▶ _文書の一部_
========================================
こんにちは。地元の防災部に所属しているさいとうです。

自分で言うのも変ですが、ボクは町会の防災部に所属しているだけあって、おそらく世間一般に比べると防災に対してはかなり意識高い系だと思っています。

東京防災だって目を通してるし、スマホにも防災に関するアプリが入ってます。防災士の資格だって持ってるしね。えっへん。

そんなワタクシですが、いざ大地震に見舞われた時、何だかんだで逃げ遅れてしまうのだと自覚するに至りました。残念ながら、ただのへっぽこ防災士だったんです。

何故に防災士のさいとうは逃げ遅れるのか? 
そのメカニズムをこれから紐解いてみましょう。

鎌倉で被災しました

という妄想をしてみました。被災した時に、ボクはどう感じ、どう行動するのか? 妄想という形で実験します。

今回妄想を開始したのは、鎌倉駅西口から徒歩5分ほどにあるスターバックス御成町店!
========================================
[収集データ]

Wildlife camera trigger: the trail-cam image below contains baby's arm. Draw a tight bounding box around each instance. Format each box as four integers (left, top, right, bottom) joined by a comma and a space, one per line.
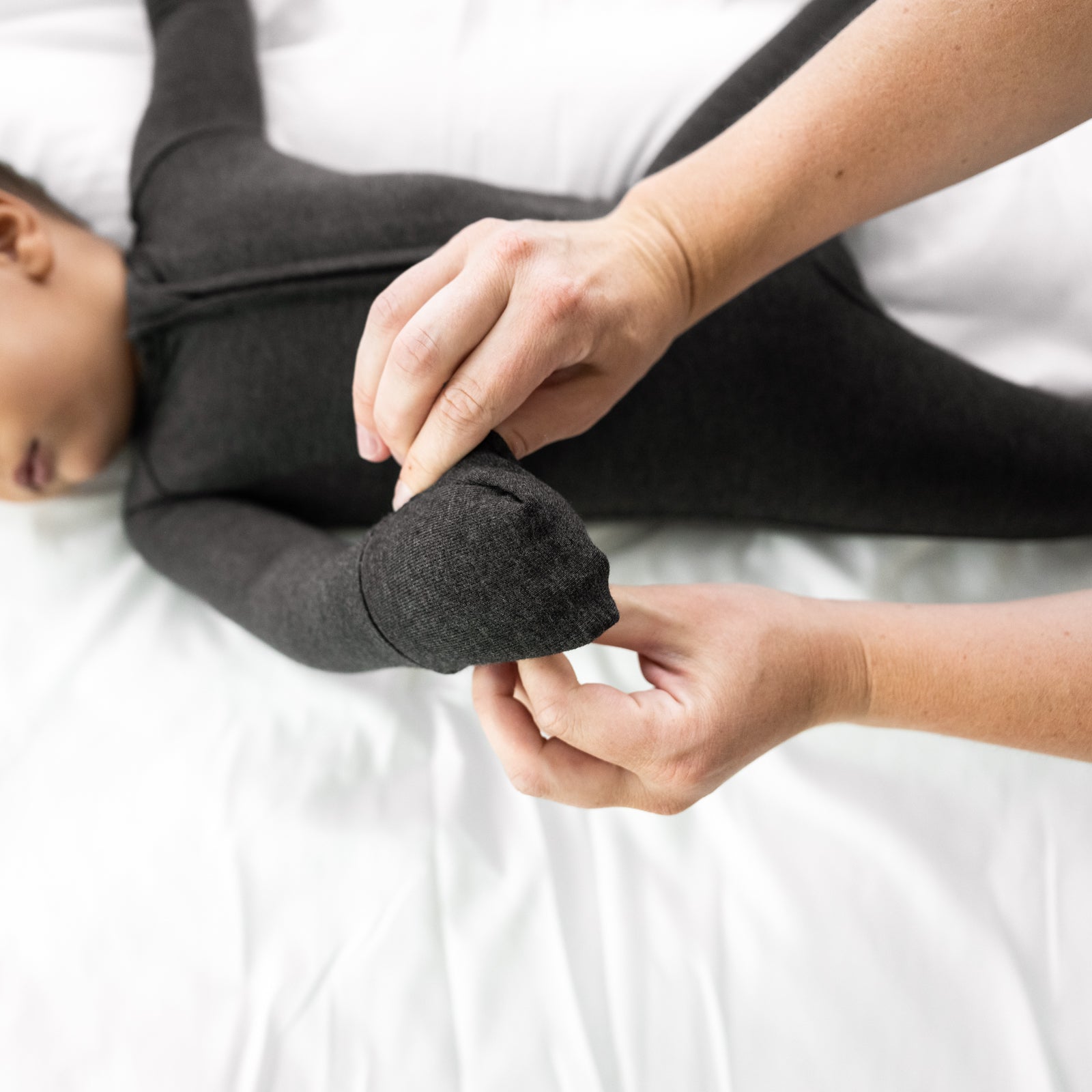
130, 0, 264, 199
126, 437, 618, 673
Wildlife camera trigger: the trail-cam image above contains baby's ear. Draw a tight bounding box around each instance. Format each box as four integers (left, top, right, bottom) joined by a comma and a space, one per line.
0, 190, 53, 281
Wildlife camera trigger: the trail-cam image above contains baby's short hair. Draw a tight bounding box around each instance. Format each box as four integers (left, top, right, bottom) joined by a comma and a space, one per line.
0, 160, 87, 227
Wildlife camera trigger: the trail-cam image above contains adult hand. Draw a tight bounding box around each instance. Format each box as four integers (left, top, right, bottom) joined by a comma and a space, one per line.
474, 584, 868, 815
353, 202, 689, 508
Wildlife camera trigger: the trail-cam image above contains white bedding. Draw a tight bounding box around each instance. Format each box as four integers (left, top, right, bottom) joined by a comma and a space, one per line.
0, 0, 1092, 1092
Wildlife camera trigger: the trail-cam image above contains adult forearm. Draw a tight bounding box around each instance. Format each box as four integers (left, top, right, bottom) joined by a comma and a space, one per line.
617, 0, 1092, 322
830, 592, 1092, 761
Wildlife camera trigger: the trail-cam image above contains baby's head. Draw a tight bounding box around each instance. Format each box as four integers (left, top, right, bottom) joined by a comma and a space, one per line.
0, 164, 136, 500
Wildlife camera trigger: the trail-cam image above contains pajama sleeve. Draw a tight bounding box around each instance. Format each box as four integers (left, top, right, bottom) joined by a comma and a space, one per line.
126, 435, 618, 673
130, 0, 265, 201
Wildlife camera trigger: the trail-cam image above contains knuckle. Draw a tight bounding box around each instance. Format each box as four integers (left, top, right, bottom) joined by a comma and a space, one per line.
389, 326, 440, 379
368, 287, 403, 331
504, 428, 531, 459
493, 224, 534, 265
435, 380, 487, 433
538, 276, 584, 324
534, 701, 570, 739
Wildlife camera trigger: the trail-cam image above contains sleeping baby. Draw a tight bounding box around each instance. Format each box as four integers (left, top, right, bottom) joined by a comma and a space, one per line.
6, 0, 1092, 672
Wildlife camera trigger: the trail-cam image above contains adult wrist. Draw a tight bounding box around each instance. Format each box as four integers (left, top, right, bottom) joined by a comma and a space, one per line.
607, 184, 697, 339
806, 599, 872, 725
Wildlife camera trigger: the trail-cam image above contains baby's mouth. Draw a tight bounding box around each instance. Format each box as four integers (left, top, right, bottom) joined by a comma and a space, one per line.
15, 440, 55, 493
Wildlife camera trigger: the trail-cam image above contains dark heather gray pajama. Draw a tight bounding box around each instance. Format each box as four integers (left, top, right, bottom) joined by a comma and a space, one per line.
126, 0, 1092, 672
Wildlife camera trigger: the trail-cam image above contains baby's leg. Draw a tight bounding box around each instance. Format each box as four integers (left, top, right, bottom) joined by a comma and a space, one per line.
131, 0, 609, 283
526, 0, 1092, 536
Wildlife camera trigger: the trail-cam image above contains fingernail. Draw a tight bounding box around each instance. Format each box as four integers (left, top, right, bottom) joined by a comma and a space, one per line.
356, 425, 384, 463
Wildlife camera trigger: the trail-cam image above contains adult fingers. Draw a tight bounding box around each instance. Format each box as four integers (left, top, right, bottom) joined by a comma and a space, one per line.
495, 364, 618, 459
373, 260, 512, 467
395, 281, 591, 508
511, 655, 678, 777
353, 235, 466, 462
473, 664, 644, 808
595, 584, 701, 655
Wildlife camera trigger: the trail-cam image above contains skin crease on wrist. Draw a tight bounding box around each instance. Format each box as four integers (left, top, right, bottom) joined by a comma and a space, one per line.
0, 191, 138, 501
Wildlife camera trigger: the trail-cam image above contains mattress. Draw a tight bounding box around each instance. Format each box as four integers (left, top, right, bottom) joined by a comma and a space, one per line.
0, 0, 1092, 1092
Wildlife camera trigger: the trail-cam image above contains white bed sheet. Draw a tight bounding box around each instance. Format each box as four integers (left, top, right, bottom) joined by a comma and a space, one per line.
0, 0, 1092, 1092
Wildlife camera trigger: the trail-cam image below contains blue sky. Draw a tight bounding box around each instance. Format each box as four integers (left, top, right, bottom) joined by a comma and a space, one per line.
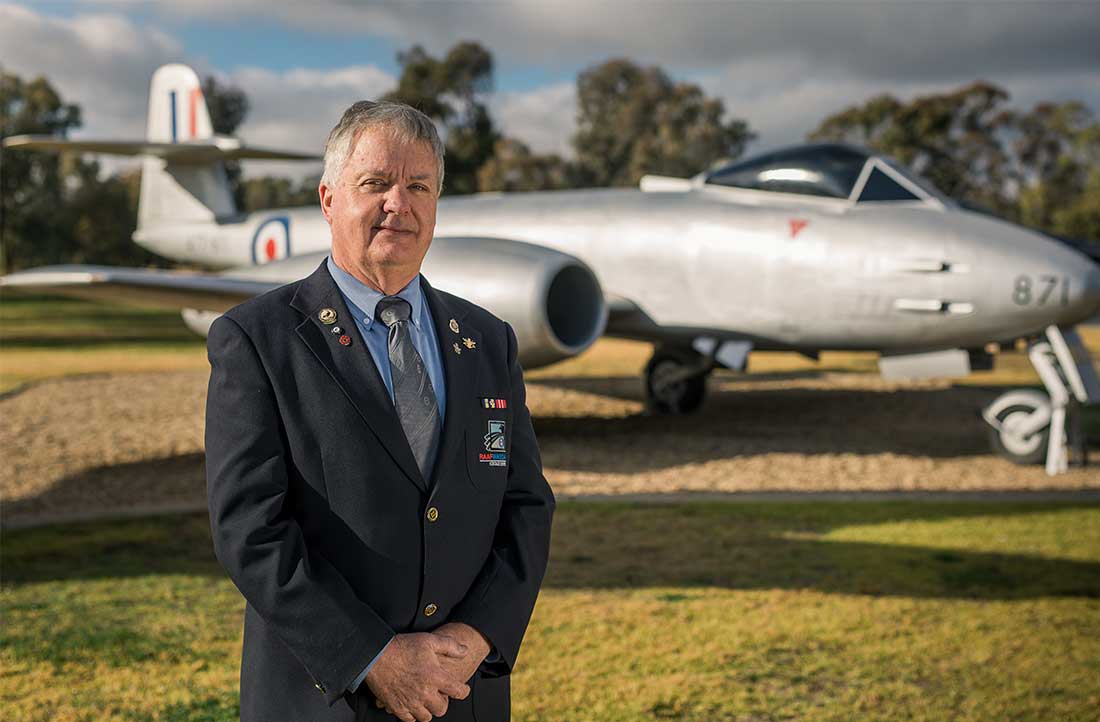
0, 0, 1100, 179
========================================
▶ _課題_
**1.** 防災についての本文を、一字一句変えずに全文打ち直してください。
**2.** レコードのうち、「contains baby's leg.」を含む行で始まり「526, 0, 1092, 536」を含む行で終わる部分だけを、両端の行も含めてそのまま繰り返してください。
レコードは本文とは関係ありません。

▶ _回答_
**1.**
こんにちは。地元の防災部に所属しているさいとうです。

自分で言うのも変ですが、ボクは町会の防災部に所属しているだけあって、おそらく世間一般に比べると防災に対してはかなり意識高い系だと思っています。

東京防災だって目を通してるし、スマホにも防災に関するアプリが入ってます。防災士の資格だって持ってるしね。えっへん。

そんなワタクシですが、いざ大地震に見舞われた時、何だかんだで逃げ遅れてしまうのだと自覚するに至りました。残念ながら、ただのへっぽこ防災士だったんです。

何故に防災士のさいとうは逃げ遅れるのか? 
そのメカニズムをこれから紐解いてみましょう。

鎌倉で被災しました

という妄想をしてみました。被災した時に、ボクはどう感じ、どう行動するのか? 妄想という形で実験します。

今回妄想を開始したのは、鎌倉駅西口から徒歩5分ほどにあるスターバックス御成町店!

**2.**
Wildlife camera trigger: the trail-cam image above contains baby's leg. Draw a tight bounding box around each instance. Format each box as four integers (left, top, right, bottom) joined by a comma and a space, one per line.
131, 0, 609, 283
526, 0, 1092, 536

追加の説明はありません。